### LISTING
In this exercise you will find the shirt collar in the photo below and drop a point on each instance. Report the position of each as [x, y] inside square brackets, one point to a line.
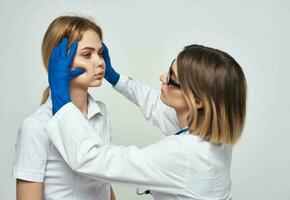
[93, 107]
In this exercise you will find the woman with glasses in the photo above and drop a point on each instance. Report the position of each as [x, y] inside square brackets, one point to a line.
[201, 107]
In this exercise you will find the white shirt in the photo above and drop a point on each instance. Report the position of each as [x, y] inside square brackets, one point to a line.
[38, 160]
[177, 167]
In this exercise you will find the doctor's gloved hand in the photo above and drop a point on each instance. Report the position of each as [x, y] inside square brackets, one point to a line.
[59, 73]
[110, 74]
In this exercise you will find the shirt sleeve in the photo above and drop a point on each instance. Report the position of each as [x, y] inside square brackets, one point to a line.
[159, 166]
[32, 148]
[148, 100]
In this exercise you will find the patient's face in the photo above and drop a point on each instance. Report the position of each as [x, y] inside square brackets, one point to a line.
[89, 56]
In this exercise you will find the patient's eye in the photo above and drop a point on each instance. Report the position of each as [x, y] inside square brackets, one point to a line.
[87, 55]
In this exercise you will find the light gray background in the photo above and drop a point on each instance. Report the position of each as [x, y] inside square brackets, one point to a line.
[144, 37]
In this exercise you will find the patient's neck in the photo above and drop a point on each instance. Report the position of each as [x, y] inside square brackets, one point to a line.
[79, 97]
[182, 118]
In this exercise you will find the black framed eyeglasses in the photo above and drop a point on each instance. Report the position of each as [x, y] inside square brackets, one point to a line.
[169, 80]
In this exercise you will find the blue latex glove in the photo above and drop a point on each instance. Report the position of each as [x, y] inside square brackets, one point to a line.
[110, 74]
[59, 74]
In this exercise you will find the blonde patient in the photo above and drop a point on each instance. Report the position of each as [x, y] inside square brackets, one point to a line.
[40, 170]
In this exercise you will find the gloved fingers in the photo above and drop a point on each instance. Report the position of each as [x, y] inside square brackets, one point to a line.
[72, 50]
[76, 72]
[63, 48]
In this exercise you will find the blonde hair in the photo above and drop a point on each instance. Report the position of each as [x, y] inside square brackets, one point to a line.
[71, 27]
[217, 80]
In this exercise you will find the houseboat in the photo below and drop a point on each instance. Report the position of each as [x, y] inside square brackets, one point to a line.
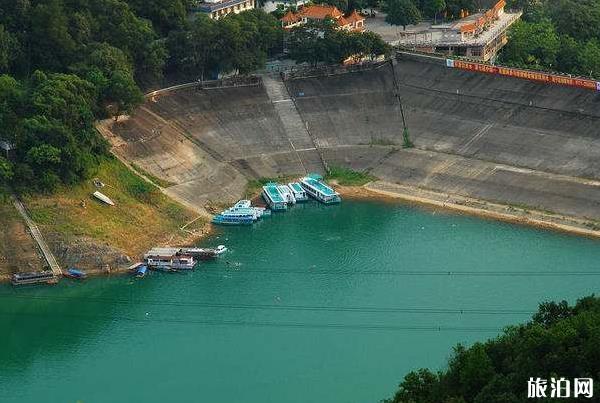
[315, 187]
[287, 194]
[46, 276]
[235, 217]
[75, 274]
[168, 259]
[141, 271]
[298, 191]
[273, 197]
[204, 253]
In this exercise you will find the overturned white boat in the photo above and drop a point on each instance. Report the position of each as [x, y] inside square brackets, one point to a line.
[103, 198]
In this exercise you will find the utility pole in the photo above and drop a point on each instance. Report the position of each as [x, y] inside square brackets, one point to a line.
[406, 141]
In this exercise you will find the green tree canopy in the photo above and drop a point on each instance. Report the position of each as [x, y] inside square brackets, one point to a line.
[402, 12]
[560, 339]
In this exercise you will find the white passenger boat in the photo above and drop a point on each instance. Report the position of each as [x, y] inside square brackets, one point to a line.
[273, 197]
[298, 192]
[287, 194]
[315, 187]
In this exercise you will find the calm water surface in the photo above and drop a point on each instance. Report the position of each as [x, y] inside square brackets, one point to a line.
[320, 304]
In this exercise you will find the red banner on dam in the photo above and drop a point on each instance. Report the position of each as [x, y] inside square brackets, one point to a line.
[525, 74]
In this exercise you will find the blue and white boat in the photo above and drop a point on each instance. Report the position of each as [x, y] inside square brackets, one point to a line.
[315, 187]
[298, 192]
[287, 194]
[273, 197]
[233, 216]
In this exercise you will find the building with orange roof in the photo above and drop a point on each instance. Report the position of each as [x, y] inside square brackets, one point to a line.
[217, 9]
[478, 36]
[319, 12]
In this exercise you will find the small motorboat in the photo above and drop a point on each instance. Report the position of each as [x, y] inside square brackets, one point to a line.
[75, 273]
[103, 198]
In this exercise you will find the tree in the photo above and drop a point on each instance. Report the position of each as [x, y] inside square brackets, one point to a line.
[560, 339]
[166, 15]
[533, 45]
[402, 12]
[6, 170]
[434, 7]
[51, 43]
[9, 49]
[588, 60]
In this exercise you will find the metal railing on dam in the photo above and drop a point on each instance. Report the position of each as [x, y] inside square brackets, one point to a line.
[229, 82]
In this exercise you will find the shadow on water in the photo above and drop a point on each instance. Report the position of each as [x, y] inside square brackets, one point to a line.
[53, 321]
[343, 298]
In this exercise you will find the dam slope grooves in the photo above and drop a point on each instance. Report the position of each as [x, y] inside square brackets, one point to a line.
[501, 139]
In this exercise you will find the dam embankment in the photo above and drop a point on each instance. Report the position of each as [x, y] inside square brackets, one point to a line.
[506, 140]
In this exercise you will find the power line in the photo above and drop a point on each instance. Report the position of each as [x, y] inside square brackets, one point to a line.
[310, 308]
[415, 273]
[261, 324]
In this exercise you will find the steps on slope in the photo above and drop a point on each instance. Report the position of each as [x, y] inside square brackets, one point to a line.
[296, 131]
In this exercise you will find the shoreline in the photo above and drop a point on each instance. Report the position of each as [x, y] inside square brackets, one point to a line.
[474, 207]
[390, 192]
[191, 238]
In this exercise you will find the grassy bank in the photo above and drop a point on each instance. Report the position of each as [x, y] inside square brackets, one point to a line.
[18, 251]
[142, 216]
[348, 177]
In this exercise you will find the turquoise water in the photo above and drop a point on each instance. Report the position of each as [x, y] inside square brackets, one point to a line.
[318, 304]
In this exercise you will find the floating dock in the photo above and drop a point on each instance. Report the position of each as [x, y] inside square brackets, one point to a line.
[298, 191]
[273, 197]
[168, 259]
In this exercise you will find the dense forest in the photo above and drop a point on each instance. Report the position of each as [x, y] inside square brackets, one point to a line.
[559, 341]
[562, 36]
[66, 63]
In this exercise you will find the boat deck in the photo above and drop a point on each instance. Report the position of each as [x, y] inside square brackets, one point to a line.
[274, 193]
[321, 187]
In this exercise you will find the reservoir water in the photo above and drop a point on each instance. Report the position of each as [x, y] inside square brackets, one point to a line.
[319, 304]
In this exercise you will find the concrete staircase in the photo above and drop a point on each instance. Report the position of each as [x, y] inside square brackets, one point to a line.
[37, 236]
[297, 132]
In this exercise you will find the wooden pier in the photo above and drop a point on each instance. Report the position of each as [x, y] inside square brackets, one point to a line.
[37, 236]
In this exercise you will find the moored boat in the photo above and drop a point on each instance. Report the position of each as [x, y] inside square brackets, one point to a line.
[298, 192]
[232, 216]
[75, 273]
[169, 258]
[287, 194]
[315, 187]
[141, 271]
[273, 197]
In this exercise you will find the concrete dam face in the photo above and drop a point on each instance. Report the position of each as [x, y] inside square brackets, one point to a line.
[500, 139]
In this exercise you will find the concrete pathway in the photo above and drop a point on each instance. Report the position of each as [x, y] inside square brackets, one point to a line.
[37, 236]
[296, 130]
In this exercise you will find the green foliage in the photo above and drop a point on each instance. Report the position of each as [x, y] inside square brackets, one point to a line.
[238, 42]
[402, 12]
[9, 49]
[556, 35]
[560, 339]
[6, 170]
[317, 42]
[348, 177]
[533, 45]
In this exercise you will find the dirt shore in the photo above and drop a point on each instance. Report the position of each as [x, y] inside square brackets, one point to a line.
[514, 214]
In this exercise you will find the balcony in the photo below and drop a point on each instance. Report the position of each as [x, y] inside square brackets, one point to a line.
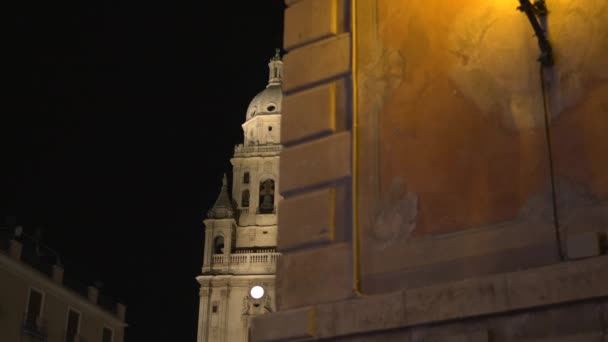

### WRITTEN PROBLEM
Reproduce verbatim the rows from the line containing "In this exercise you will find the concrete dam" through the last line of the rows, including both ends. Leave the pictures out of your answer.

### SOLUTION FOR THIS TASK
In this exercise you will find the concrete dam face in the photo above and drop a point on each instance. Report the position of each as [x, y] inside square brackets, one point to a line.
[500, 139]
In this exercise you will find the concrete pathway in the photo above and drop a point on each instance. Report the position of each as [x, y] inside square brackets, one point to a line.
[37, 236]
[296, 130]
In this exercise you will find the green foliage in the photo above and drop a point on each instance. Report the position of each as [x, y] inside square brackets, one point to a line.
[238, 42]
[402, 12]
[9, 49]
[556, 35]
[560, 339]
[6, 170]
[317, 42]
[348, 177]
[533, 45]
In this exercise you will find the dirt shore in the photo above and drop a point on each instance. Report the position of each as [x, y] inside square brackets, one point to a line.
[514, 214]
In this exercise you will find the balcony in the photo below and drop a point on each instance. Report the position of each as [x, y] inside square brackets, one point to a line.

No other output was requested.